Instruction
Write out each line of the material below, character for character.

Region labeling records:
== == ==

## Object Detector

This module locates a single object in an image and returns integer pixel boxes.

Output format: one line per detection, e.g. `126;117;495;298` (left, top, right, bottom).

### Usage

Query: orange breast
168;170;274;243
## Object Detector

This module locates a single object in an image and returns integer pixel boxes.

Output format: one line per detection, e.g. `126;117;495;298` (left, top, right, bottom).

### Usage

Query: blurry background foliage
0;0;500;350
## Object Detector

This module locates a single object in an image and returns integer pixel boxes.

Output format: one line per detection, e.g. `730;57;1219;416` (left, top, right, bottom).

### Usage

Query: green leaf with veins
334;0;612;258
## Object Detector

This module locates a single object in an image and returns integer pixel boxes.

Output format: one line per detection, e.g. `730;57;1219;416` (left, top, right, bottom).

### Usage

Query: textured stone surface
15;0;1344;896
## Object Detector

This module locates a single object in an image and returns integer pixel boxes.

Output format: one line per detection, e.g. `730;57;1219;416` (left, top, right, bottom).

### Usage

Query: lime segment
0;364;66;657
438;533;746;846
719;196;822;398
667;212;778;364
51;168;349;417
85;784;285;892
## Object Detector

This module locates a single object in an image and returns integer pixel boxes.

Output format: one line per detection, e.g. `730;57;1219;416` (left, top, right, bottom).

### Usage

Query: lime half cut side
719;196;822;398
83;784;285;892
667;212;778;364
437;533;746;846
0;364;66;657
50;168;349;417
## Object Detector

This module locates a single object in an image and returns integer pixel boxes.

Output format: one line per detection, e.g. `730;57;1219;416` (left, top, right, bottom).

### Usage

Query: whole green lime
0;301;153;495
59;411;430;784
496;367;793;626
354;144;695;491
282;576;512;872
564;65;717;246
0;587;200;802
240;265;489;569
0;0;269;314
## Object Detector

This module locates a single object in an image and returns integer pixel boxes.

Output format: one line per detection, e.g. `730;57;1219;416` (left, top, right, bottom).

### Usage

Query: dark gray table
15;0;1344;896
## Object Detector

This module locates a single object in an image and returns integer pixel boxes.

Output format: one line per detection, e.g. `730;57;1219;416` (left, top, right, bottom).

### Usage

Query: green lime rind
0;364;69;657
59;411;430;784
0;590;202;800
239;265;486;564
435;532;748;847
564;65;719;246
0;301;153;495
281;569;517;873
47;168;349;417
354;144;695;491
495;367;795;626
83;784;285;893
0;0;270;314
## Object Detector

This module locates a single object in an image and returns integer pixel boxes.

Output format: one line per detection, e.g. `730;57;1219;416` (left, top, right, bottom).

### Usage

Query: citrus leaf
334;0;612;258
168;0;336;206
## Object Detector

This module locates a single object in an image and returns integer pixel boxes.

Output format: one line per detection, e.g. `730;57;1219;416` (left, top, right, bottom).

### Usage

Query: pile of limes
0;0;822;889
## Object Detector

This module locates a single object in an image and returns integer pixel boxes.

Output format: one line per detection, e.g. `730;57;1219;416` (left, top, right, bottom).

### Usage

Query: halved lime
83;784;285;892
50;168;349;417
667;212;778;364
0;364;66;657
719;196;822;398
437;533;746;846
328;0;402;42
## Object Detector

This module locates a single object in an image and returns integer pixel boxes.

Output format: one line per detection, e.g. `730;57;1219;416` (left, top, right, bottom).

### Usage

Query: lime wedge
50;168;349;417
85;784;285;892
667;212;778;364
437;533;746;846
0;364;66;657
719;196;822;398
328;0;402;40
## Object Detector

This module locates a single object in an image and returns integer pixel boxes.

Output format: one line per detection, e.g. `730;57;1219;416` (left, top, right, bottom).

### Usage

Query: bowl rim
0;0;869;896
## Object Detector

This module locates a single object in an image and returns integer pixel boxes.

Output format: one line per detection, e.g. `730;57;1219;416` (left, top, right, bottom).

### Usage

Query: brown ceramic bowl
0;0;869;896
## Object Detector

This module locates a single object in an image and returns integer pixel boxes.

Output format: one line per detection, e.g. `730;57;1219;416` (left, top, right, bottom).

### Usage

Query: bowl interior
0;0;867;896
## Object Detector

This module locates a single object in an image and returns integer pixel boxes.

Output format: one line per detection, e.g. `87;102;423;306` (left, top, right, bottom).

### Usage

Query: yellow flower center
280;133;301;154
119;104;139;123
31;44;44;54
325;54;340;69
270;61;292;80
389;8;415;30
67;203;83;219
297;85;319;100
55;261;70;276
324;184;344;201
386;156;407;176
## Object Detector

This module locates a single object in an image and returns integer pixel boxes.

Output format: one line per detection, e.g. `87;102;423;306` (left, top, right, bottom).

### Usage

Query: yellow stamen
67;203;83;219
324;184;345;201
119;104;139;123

== == ==

Exercise result
## Object Detector

This module locates a single object in an image and returns integer pixel boxes.

Output format: one line per detection, e.g. `126;117;495;298` (left, top, right, bottom).

### Usage

Query: orange breast
168;170;274;243
## Object Detector

This module locates a single object in an image and returns integer pixel boxes.

Output format: one line per detection, e.g. `126;117;495;298` (left, top, right, bottom).

### Usage

Query: blurry background foliage
0;0;500;350
## Object Detector

This module locates a single object in an image and returns integer pixel boxes.

Output format: one line per detection, e.g. `730;57;1219;416` (left, top, right, bottom).

### Usage

Query: green leaf with veins
334;0;612;258
## Object Detector

This module locates a single object in an image and returns integer pixel boxes.

Output format: one line per detection, e.g. `730;57;1219;416` (left, top, right, bottom).

### Usage

Query: textured stone surface
15;0;1344;896
## Object Detector

This module locates a single object in an image and returns integer pixel boxes.

Output format: one line per detection, e.g. `730;57;1219;416` (left, top, right, bottom).

### Usage

Query: lime segment
0;364;66;657
438;533;746;846
719;196;822;398
667;212;778;364
51;168;349;417
85;784;285;892
## Object Detector

This module locates a single object in an image and returns integer pixel boxes.

Output format: one line per detection, e.g. `730;57;1219;416` (left, top, right, bottom).

### Usage

Query: lime half cut side
719;196;822;398
83;784;285;892
667;212;778;364
437;533;746;846
0;364;66;657
50;168;349;417
## Object Detector

This module locates a single object in an image and returns integer pixel boxes.

Output format: one line per detection, e.g. `730;57;1219;416` (left, top, right, bottom).

### Usage

Query: whole green lime
0;301;153;495
59;411;430;784
496;367;793;626
354;144;695;491
282;576;512;872
564;65;717;246
0;587;200;802
240;265;489;569
0;0;269;314
## Object Detector

This module locates a single object in an image and returns integer pixel boxes.

Output format: one line per detection, e.g. `730;57;1219;416` (left, top, right, bottom).

### Usage

Query: dark gray table
15;0;1344;896
## Object Detector

This module locates a single object in an image and returns integer pixel boxes.

Output format: one line per detection, e.g. `730;57;1219;416` (left, top, right, bottom).

### Usage

Query: green lime rind
0;364;69;657
59;411;430;784
0;590;202;800
239;265;486;564
435;532;748;847
564;65;719;246
0;301;153;495
281;569;517;873
47;168;349;417
354;144;695;491
495;367;795;626
83;784;285;893
0;0;270;314
## Object Detector

This module locates a single object in an image and returns integer pixel boxes.

Output format: one line per detection, e.g. `730;57;1219;416` (left, top, right, bottom).

### Usage

Query: citrus leaf
334;0;612;258
168;0;336;206
## Object Detector

This module locates a single object in an image and returns integer pixel boxes.

Output format: one line per detection, e.g. `730;57;1219;416` (left, top, right, bottom).

### Usage

Query: pile of limes
0;0;822;889
## Object Detector

This module locates a single object in an image and returns integer pixel boxes.

Output format: one line per detection, e.g. `730;57;1219;416` (left, top, right, bottom).

### Usage

Query: halved lime
83;784;285;892
50;168;349;417
667;212;778;364
0;364;66;657
719;196;822;398
437;533;746;846
328;0;402;42
## Object Detector

This module locates a single object in an image and returns integer pixel boxes.

Output format: one line per detection, e.g. `730;57;1219;416` (left, top, right, bottom).

### Usage

Query: lime wedge
50;168;349;417
85;784;285;892
667;212;778;364
437;533;746;846
0;364;66;657
719;196;822;398
328;0;402;40
## Object Detector

This module locates a single object in an image and returns integer pixel boxes.

Output format: one line per detection, e.g. `730;57;1219;416` (left, top, right, bottom).

### Usage

Query: bowl rim
0;0;869;896
## Object Detector

This module locates a single object in an image and returns integer pixel boxes.

Output format: one line per detection, e.g. `730;57;1219;416` (left, top, right, bottom).

### Usage

Query: brown ceramic bowl
0;0;869;896
## Object Detector

This module locates a single object in an image and returns integer pixel boxes.

Output format: one line per detection, e.g. `730;57;1219;416` (left, top, right, bottom).

### Usage

Query: bowl interior
0;0;867;896
## Object Detector

This module locates a single object in an image and returns integer pixel boxes.

Output format: one line per detection, e.g. `87;102;423;306` (left, top, right, bottom).

### Usage

Query: yellow flower center
280;133;301;154
119;104;139;123
31;44;44;54
325;54;340;69
270;61;292;80
389;8;415;30
67;203;83;219
297;85;319;100
55;261;70;276
324;184;344;201
386;156;407;176
## Object Detector

This module locates a single object in an image and returns integer pixel boxes.

Output format: one line per detection, e.g. `87;102;423;306` (left, top, right, bottom).

### Usage

Query: yellow stamen
67;203;83;219
324;184;345;201
119;104;139;123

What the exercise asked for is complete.